● Request 1
Translate this sentence from the passage below about Chinese students in Tallinn into Spanish: "The students seem to be enjoying their stay here in Tallinn, though they find the climatic and cultural differences between the two countries a little shocking at times."
● Request 2
From the passage below about Chinese students in Tallinn, reproduce word for word the stretch from "Justin Jia, a" through "the Baltic state.".

● Reading passage
========
The tailor-made course for Chinese students is taught in English, with a focus on future business in Europe. Tallinn, said Chi, is a gateway to Northern Europe, and with this program it has become a doorway to China.
The students seem to be enjoying their stay here in Tallinn, though they find the climatic and cultural differences between the two countries a little shocking at times.
"The people of Estonia are as quiet as the place. We are from the world's most populated country and so are accustomed to more noise. The silence is uncanny," said a Chinese student taking business administration courses. He and his classmates also find the people rather reserved and the majority of them are shocked by the Estonian winter.
When asked why they opted to study in Estonia, a country mostly unknown to Chinese people, they simply say, "We wanted to learn the European work culture."
Justin Jia, a student from China taking the course at Estonian Business School, said he was satisfied with the teachers here who tried to help the foreign students feel at home. However, Jia said that the Chinese were accustomed to spicy hot food which was not readily available here and that certain food he was used to was too expensive in the Baltic state.
========
● Data excerpt
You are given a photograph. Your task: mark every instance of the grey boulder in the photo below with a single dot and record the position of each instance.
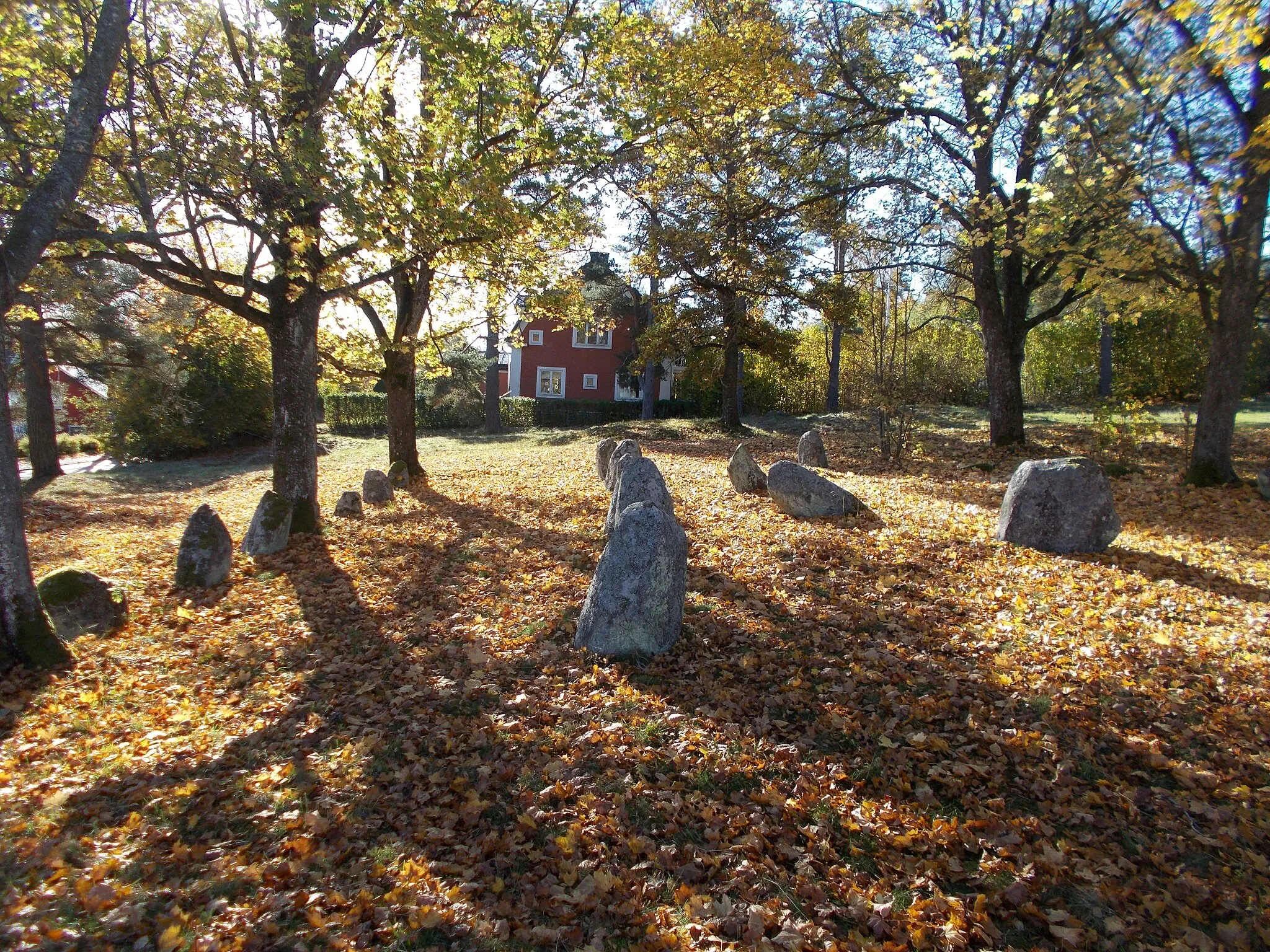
========
● Worked answer 1
Los estudiantes parecen estar disfrutando de su estancia aquí en Tallin, aunque a veces encuentran un poco chocantes las diferencias climáticas y culturales entre los dos países.

● Worked answer 2
Justin Jia, a student from China taking the course at Estonian Business School, said he was satisfied with the teachers here who tried to help the foreign students feel at home. However, Jia said that the Chinese were accustomed to spicy hot food which was not readily available here and that certain food he was used to was too expensive in the Baltic state.